■ SOURCE TEXT:
== Segment start ==
The result of these processes is pain, numbness, and tingling in the wrist, hand, and fingers. Only the little finger is unaffected by the median nerve.

Symptoms

Symptoms of carpal tunnel syndrome usually progress gradually over weeks and months, or sometimes years. Anyone with recurrent or persistent pain, numbness and tingling, or weakness of the hand should consult a doctor for a diagnosis. Symptoms often develop as follows:

  • Initial symptoms include pain in the wrist and palm side of the hand. Problems commonly occur in both hands. (Even when only one hand is painful, the other hand often shows signs of nerve conduction abnormalities when tested.)
  • Early on, the patient also usually reports numbness, tingling, burning, or some combination of symptoms on the palm side of the index, middle, and ring fingers. (Typically the fifth finger has no symptoms.) Such sensations may radiate to the forearm or shoulder.
  • Over time, the hand may become numb, and patients may lose the ability to feel heat and cold. Patients may experience a sense of weakness and a tendency to drop things.
== Segment end ==
■ REQUIRED ACTION 1: In the carpal tunnel syndrome text, which finger is unaffected by the median nerve?
■ REQUIRED ACTION 2: Copy the carpal tunnel syndrome text word for word from "Symptoms of carpal" to "forearm or shoulder.".

■ DATASET SECTION:
== Segment start ==
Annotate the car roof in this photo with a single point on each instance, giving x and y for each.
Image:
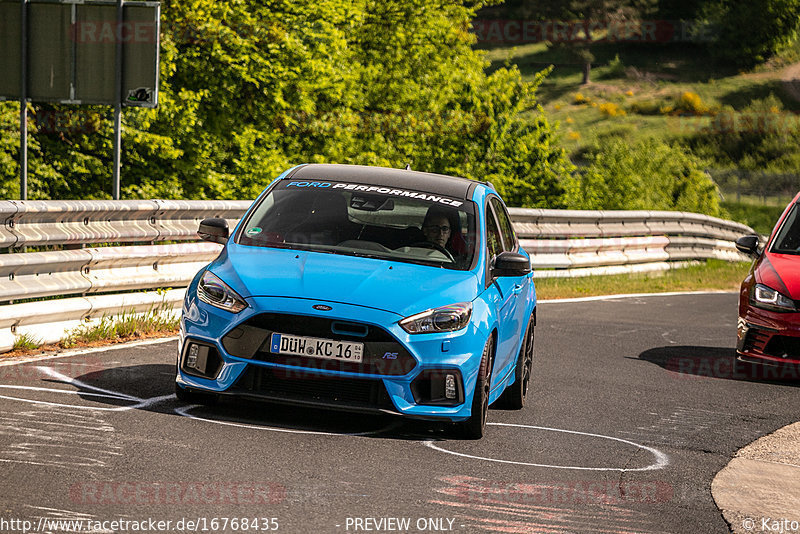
== Segment end ==
■ ANSWER SPACE 1: The little finger.

■ ANSWER SPACE 2:
Symptoms of carpal tunnel syndrome usually progress gradually over weeks and months, or sometimes years. Anyone with recurrent or persistent pain, numbness and tingling, or weakness of the hand should consult a doctor for a diagnosis. Symptoms often develop as follows:

  • Initial symptoms include pain in the wrist and palm side of the hand. Problems commonly occur in both hands. (Even when only one hand is painful, the other hand often shows signs of nerve conduction abnormalities when tested.)
  • Early on, the patient also usually reports numbness, tingling, burning, or some combination of symptoms on the palm side of the index, middle, and ring fingers. (Typically the fifth finger has no symptoms.) Such sensations may radiate to the forearm or shoulder.